## start

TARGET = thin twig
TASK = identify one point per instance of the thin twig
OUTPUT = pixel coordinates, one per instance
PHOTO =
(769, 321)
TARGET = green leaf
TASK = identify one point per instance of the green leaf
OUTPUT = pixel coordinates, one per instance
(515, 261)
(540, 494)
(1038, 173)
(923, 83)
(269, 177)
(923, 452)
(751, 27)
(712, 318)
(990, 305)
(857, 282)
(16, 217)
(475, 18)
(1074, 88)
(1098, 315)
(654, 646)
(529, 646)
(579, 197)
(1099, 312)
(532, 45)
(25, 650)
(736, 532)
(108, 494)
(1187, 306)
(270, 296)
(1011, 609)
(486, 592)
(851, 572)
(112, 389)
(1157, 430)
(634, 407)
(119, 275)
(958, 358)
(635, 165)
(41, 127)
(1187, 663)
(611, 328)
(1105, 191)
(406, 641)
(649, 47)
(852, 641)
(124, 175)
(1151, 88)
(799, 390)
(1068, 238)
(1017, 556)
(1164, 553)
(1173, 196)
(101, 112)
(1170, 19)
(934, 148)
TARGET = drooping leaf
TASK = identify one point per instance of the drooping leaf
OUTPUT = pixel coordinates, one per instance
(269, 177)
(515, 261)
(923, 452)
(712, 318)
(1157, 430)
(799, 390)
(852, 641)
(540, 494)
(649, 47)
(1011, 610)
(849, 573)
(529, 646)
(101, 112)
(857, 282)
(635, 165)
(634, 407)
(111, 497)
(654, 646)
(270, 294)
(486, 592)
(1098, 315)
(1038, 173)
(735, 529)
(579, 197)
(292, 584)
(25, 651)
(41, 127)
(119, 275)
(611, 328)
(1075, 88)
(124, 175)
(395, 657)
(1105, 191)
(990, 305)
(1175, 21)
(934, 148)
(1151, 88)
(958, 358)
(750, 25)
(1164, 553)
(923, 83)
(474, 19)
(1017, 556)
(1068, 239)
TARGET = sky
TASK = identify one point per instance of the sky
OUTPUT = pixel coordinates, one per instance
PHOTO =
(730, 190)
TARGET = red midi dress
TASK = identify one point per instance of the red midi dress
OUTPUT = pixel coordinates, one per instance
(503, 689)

## end

### AIM OF THE EXERCISE
Can you update the material above so that every "identify" becomes "locate" and nothing else changes?

### RESPONSE
TARGET = thin twig
TASK = locate one point per instance of the thin twig
OUTPUT = pixel coordinates, one per instance
PHOTO =
(769, 321)
TARGET = green leaf
TASK = locate one point per instance of the green leaf
OUTPUT = pixel coordinates, one per instance
(515, 261)
(540, 494)
(1038, 173)
(923, 83)
(269, 177)
(923, 452)
(751, 27)
(712, 318)
(990, 305)
(857, 282)
(16, 217)
(475, 18)
(1074, 88)
(1098, 315)
(654, 646)
(529, 646)
(579, 197)
(1099, 312)
(532, 45)
(25, 650)
(736, 532)
(108, 494)
(1187, 306)
(270, 296)
(1011, 609)
(486, 592)
(851, 572)
(112, 389)
(1157, 430)
(634, 407)
(119, 275)
(958, 358)
(635, 165)
(41, 127)
(1187, 663)
(611, 328)
(1105, 191)
(406, 641)
(649, 47)
(852, 641)
(124, 175)
(1151, 88)
(799, 390)
(1068, 238)
(1017, 556)
(1164, 553)
(1173, 196)
(101, 112)
(1170, 19)
(934, 148)
TARGET = drooping leaf
TASK = locate one point per instance of the drooping leaf
OUTPUT = pixel coordinates, one per instance
(269, 177)
(515, 261)
(923, 452)
(712, 318)
(1157, 430)
(799, 390)
(852, 641)
(540, 494)
(649, 47)
(1011, 610)
(849, 573)
(529, 646)
(101, 112)
(857, 282)
(635, 165)
(634, 407)
(111, 497)
(654, 646)
(270, 294)
(486, 592)
(1098, 315)
(1038, 173)
(735, 529)
(579, 197)
(292, 584)
(25, 651)
(41, 127)
(119, 275)
(611, 328)
(1075, 88)
(124, 175)
(395, 657)
(1105, 191)
(990, 305)
(1175, 21)
(934, 148)
(1151, 88)
(958, 358)
(750, 25)
(1164, 553)
(923, 83)
(474, 19)
(1017, 556)
(1068, 239)
TARGET = sky
TASK = locate one point per instance of the sky
OUTPUT = pixel coordinates, one per instance
PHOTO =
(730, 190)
TARGET = red midi dress
TASK = locate one point per instance of the red midi dress
OUTPUT = pixel coordinates, one per instance
(503, 689)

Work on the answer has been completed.